_Document_.

Moving along to why everyone thinks that this site is abandoned and one or more of the following happened...

  1. I died.  (my sincere thanks to the many who emailed to ask if my tools, planes and engines were for sale cheap)
  2. I was kidnapped and eaten by cannibal pygmy zombies.
  3. I suddenly decided model airplanes are for girls and no longer want anything to do with them.
  4. I grew up (anyone who thinks that happened doesn't know much about me).
  5. Other (bingo!).

What follows is intended to reasonably resemble factual statements...

 
 

Trust me... As Long as This Tale is, it WOULD be Very Much longer if You were a Captive Audience

Before I begin I would like to assure everyone that I am mostly not deceased.  Unfortunately, I only have a very short form copy of my birth certificate that the US Army obtained for me so I could deploy to Egypt.  I'm not sure what that has to do with me being alive but apparently the new rule for birth certificates is that however long yours is it's not real unless it's longer.

Moving along...

Fair warning:  This is long and more than anything it's a self-reflection for myself as how I arrived where I am from where I was a few years ago.  It's mostly about me in my shop.  It's not a brooding, gothic introspective about the importance of my feelings and why they are the most important feelings anyone has ever had.  In other words, it's not Facebook melodrama.

While I'm going to mention a lot of things I want to write articles about I'm not going to write about them here.  If you keep reading expecting me to actually write about those topics here for your model-building education you will probably be disappointed and possibly even angry with me for wasting a lot of your time.

My time away from this site has been very educational and almost all of it applies to model-building for me and to varying degrees for all other model-builders.  There are things that were a mystery to me that are no longer so.  There are things that I have known for a long time and assumed were obvious so have never written about but may have mentioned in passing assuming you knew what I was talking about.

Of course there are things that will always be mysteries to me.  I can't learn everything and that really bugs me.  But I'm doing the best I can to soak up all the information I am able to as long as I'm interested in whatever the subject is.

My Chemistry/Physics instructor in high school often said you have to know what it is that you don't know.  Donald Rumsfeld said the same thing and became the target of a lot of derision and mockery as a result.  But in this one unique case, he was actually right about something.  It's a tragedy that the things he was wrong about contributed to thousands upon thousands of people dying.

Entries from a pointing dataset
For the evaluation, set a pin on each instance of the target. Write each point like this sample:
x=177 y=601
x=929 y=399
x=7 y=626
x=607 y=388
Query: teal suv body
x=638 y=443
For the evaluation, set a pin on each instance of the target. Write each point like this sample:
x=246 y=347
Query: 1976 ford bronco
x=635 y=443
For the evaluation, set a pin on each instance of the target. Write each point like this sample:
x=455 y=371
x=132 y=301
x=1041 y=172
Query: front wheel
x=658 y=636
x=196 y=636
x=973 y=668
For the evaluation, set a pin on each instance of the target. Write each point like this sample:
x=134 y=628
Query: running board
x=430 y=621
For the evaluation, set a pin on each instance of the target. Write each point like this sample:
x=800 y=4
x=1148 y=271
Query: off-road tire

==

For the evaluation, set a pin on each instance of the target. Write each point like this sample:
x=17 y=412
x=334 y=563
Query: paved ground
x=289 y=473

_Set task 1_.
Answer these questions about the blog post above the items:
(a) Which country was the writer deploying to when the short form birth certificate was needed?
(b) Who obtained that birth certificate copy for the writer?
(c) Who often said you have to know what it is that you don't know?
_Set task 2_.
Echo the blog post above the items, everything from "Moving along to" down to "for sale cheap)".
_Set task 3_.
Write what comes next in the blog post about the site's absence, picking up after its last sentence.

_Expected answer 1_.
(a) Egypt
(b) The US Army
(c) The writer's Chemistry/Physics instructor in high school, and Donald Rumsfeld said the same thing

_Expected answer 2_.
Moving along to why everyone thinks that this site is abandoned and one or more of the following happened...

  1. I died.  (my sincere thanks to the many who emailed to ask if my tools, planes and engines were for sale cheap)

_Expected answer 3_.
Half the battle is finding out what it is that you don't know that you don't know.  If you really think that is a ridiculous idea then I give an example of exactly what that means later.  I don't know what it means if you still don't get it after that but you're wrong if you think the idea is wrong.

I am aware of something about me that I do in conversation and I try to avoid in my writing for the most part.  I start at the trunk of the tree, branch off and hit every leaf (and acorn, worm and caterpillar) and depending on whether the person(s) I'm speaking to haven't gotten up and walked out or I forgot where I started, I end up back at the trunk much later.

I talk in tangents and there is a reason for it.  I'm trying to give the listener a better understanding of why the trunk is what it is, why it is and why it's important.  It's my personal requirement to understand fundamentals so I inflict that same requirement unto others   Again, I mostly avoid it in my writing but in this case I'm not even attempting to.  If you keep reading you may wonder why I was talking about one thing and then suddenly began talking about another.  When I wrote it I had a reason and I may have made it back to the trunk and now it all makes sense.  And I might not have and that's just how it's going to be.

Anxiously Desperate

I'm finally at a place where I am no longer desperately seeking knowledge to do the things I'm already doing.  I want to learn a lot more and will talk about that in a bit.  But right now with what I'm doing I don't have a real need to experiment to find not the best way, but an at least acceptable way.  And then I need to find ways to accomplish the task as efficiently as possible to my personal quality standards and be able to repeat those results whenever I perform that same task again.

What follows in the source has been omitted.